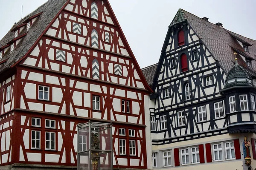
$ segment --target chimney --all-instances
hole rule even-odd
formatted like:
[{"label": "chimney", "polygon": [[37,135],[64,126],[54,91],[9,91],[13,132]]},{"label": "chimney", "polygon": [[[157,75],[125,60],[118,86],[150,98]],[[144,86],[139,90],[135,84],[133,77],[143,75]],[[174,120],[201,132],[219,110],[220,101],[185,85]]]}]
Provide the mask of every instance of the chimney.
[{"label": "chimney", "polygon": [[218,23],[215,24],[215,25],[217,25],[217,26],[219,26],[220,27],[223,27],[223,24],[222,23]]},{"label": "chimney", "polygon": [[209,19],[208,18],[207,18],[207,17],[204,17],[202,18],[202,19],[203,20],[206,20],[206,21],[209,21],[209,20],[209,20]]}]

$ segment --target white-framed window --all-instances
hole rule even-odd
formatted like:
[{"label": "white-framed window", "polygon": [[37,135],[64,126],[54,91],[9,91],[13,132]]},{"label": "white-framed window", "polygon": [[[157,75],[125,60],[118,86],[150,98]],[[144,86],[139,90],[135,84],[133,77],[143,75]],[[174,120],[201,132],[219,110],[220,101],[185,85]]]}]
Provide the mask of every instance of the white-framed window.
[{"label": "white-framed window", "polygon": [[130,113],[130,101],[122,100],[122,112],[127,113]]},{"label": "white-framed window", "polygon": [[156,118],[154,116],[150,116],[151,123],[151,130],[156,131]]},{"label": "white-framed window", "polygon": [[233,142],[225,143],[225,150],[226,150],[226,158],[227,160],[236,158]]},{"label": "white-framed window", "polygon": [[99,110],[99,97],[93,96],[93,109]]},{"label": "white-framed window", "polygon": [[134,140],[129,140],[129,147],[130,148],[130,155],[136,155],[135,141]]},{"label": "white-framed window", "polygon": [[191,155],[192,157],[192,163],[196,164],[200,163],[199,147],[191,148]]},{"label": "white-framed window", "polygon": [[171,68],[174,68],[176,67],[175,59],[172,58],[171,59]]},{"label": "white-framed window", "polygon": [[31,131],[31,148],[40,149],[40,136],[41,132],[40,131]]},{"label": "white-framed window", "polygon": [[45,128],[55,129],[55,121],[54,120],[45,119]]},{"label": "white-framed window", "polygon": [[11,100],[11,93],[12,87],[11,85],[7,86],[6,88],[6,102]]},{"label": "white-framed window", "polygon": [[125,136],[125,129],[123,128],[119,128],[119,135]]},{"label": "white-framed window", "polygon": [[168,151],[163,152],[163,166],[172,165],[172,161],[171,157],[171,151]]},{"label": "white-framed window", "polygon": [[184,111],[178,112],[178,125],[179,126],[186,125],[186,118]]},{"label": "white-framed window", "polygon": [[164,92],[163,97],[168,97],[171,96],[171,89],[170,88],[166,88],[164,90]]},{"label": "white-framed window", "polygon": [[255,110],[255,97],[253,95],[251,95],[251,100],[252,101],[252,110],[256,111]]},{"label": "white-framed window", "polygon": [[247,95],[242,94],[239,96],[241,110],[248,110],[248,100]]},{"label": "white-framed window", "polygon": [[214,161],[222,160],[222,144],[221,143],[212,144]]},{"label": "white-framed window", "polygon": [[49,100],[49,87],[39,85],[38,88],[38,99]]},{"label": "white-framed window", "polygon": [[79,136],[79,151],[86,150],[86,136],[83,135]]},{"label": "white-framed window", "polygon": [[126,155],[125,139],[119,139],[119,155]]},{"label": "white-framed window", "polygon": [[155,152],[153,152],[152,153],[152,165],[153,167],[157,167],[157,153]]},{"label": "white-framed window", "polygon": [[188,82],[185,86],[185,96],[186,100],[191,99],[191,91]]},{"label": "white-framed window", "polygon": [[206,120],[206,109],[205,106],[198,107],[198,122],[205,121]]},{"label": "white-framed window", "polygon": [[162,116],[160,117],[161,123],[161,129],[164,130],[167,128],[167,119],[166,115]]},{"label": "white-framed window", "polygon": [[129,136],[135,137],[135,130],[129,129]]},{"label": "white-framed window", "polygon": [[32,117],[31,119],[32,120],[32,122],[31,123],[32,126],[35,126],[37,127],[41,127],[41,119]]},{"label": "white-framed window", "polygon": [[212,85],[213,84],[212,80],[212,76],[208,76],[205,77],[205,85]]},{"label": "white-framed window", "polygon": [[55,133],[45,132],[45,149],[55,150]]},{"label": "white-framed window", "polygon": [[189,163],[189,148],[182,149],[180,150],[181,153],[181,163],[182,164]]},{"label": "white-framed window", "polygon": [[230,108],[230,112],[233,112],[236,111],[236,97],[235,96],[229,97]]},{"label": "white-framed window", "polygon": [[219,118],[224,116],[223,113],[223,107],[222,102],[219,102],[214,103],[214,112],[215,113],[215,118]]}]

» **WHAT YOU SHOULD DO**: Can you convert the rows above into a two-column CSV with the headers "prompt" and "mask", one line per row, putting each row's full request text in "prompt" and its answer in "mask"? Quote every field, replace line breaks with spaces, and leave out the pictures.

» **WRITTEN SOLUTION**:
prompt,mask
"$ segment --target chimney --all-instances hole rule even-odd formatted like: [{""label"": ""chimney"", ""polygon"": [[37,135],[64,126],[54,91],[9,91],[13,132]]},{""label"": ""chimney"", ""polygon"": [[[157,75],[125,60],[118,86],[150,98]],[[144,86],[139,90],[135,84],[133,77],[143,75]],[[174,120],[201,132],[219,110],[220,101],[185,85]]]}] Provide the mask of every instance of the chimney.","[{""label"": ""chimney"", ""polygon"": [[218,23],[215,24],[215,25],[217,25],[217,26],[219,26],[220,27],[223,27],[223,24],[222,23]]},{""label"": ""chimney"", ""polygon"": [[209,19],[208,18],[207,18],[207,17],[204,17],[202,18],[202,19],[203,20],[206,20],[206,21],[209,21],[209,20],[209,20]]}]"
"$ segment --target white-framed window --all-instances hole rule even-odd formatted like: [{""label"": ""white-framed window"", ""polygon"": [[37,135],[64,126],[54,91],[9,91],[13,132]]},{""label"": ""white-framed window"", ""polygon"": [[[157,75],[125,60],[118,86],[150,98]],[[144,86],[139,90],[135,84],[133,77],[143,75]],[[174,120],[201,132],[219,110],[220,101],[185,85]]]}] Provide the mask of every instance of the white-framed window.","[{""label"": ""white-framed window"", ""polygon"": [[130,113],[130,101],[122,100],[122,112],[127,113]]},{""label"": ""white-framed window"", ""polygon"": [[156,118],[154,116],[150,116],[151,123],[151,130],[156,131]]},{""label"": ""white-framed window"", ""polygon"": [[233,142],[225,143],[225,150],[226,150],[226,158],[227,160],[236,158]]},{""label"": ""white-framed window"", ""polygon"": [[99,110],[99,97],[93,96],[93,109]]},{""label"": ""white-framed window"", ""polygon"": [[134,140],[129,140],[129,147],[130,148],[130,155],[136,155],[135,141]]},{""label"": ""white-framed window"", ""polygon"": [[191,155],[192,157],[192,163],[196,164],[200,163],[199,147],[191,148]]},{""label"": ""white-framed window"", ""polygon"": [[171,68],[174,68],[176,67],[175,59],[172,58],[171,59]]},{""label"": ""white-framed window"", ""polygon"": [[31,131],[31,148],[40,149],[40,136],[41,132],[40,131]]},{""label"": ""white-framed window"", ""polygon"": [[45,128],[55,129],[55,121],[54,120],[45,119]]},{""label"": ""white-framed window"", ""polygon"": [[11,100],[11,93],[12,87],[11,85],[7,86],[6,88],[6,102]]},{""label"": ""white-framed window"", ""polygon"": [[125,136],[125,129],[123,128],[119,128],[119,135]]},{""label"": ""white-framed window"", ""polygon"": [[168,151],[163,152],[163,166],[172,165],[172,161],[171,157],[171,151]]},{""label"": ""white-framed window"", ""polygon"": [[184,111],[178,112],[178,125],[179,126],[186,125],[186,118]]},{""label"": ""white-framed window"", ""polygon"": [[164,92],[163,97],[168,97],[171,96],[171,89],[170,88],[166,88],[164,90]]},{""label"": ""white-framed window"", ""polygon"": [[255,110],[255,97],[253,95],[251,95],[251,100],[252,101],[252,110],[256,111]]},{""label"": ""white-framed window"", ""polygon"": [[247,95],[242,94],[239,96],[241,110],[248,110],[248,100]]},{""label"": ""white-framed window"", ""polygon"": [[214,161],[222,160],[222,144],[221,143],[212,144]]},{""label"": ""white-framed window"", ""polygon"": [[49,100],[49,87],[39,85],[38,88],[38,99]]},{""label"": ""white-framed window"", ""polygon"": [[79,136],[79,151],[86,150],[86,136],[83,135]]},{""label"": ""white-framed window"", ""polygon"": [[126,155],[125,139],[119,139],[119,155]]},{""label"": ""white-framed window"", ""polygon"": [[155,152],[153,152],[152,153],[152,165],[153,167],[157,167],[157,153]]},{""label"": ""white-framed window"", ""polygon"": [[188,82],[185,86],[185,96],[186,100],[191,99],[191,91]]},{""label"": ""white-framed window"", ""polygon"": [[206,120],[206,109],[205,106],[198,107],[198,122],[205,121]]},{""label"": ""white-framed window"", ""polygon"": [[162,116],[160,117],[161,123],[161,129],[164,130],[167,128],[167,119],[166,115]]},{""label"": ""white-framed window"", ""polygon"": [[129,136],[135,137],[135,130],[129,129]]},{""label"": ""white-framed window"", ""polygon"": [[32,117],[31,119],[32,120],[32,122],[31,123],[32,126],[35,126],[37,127],[41,127],[41,119]]},{""label"": ""white-framed window"", ""polygon"": [[212,85],[213,84],[212,80],[212,76],[208,76],[205,77],[205,85]]},{""label"": ""white-framed window"", ""polygon"": [[55,133],[45,132],[45,149],[55,150]]},{""label"": ""white-framed window"", ""polygon"": [[189,163],[189,148],[182,149],[180,150],[181,153],[181,163],[182,164]]},{""label"": ""white-framed window"", ""polygon"": [[230,108],[230,112],[233,112],[236,111],[236,97],[235,96],[229,97]]},{""label"": ""white-framed window"", ""polygon"": [[219,118],[224,116],[223,113],[223,107],[222,102],[219,102],[214,103],[214,112],[215,113],[215,118]]}]"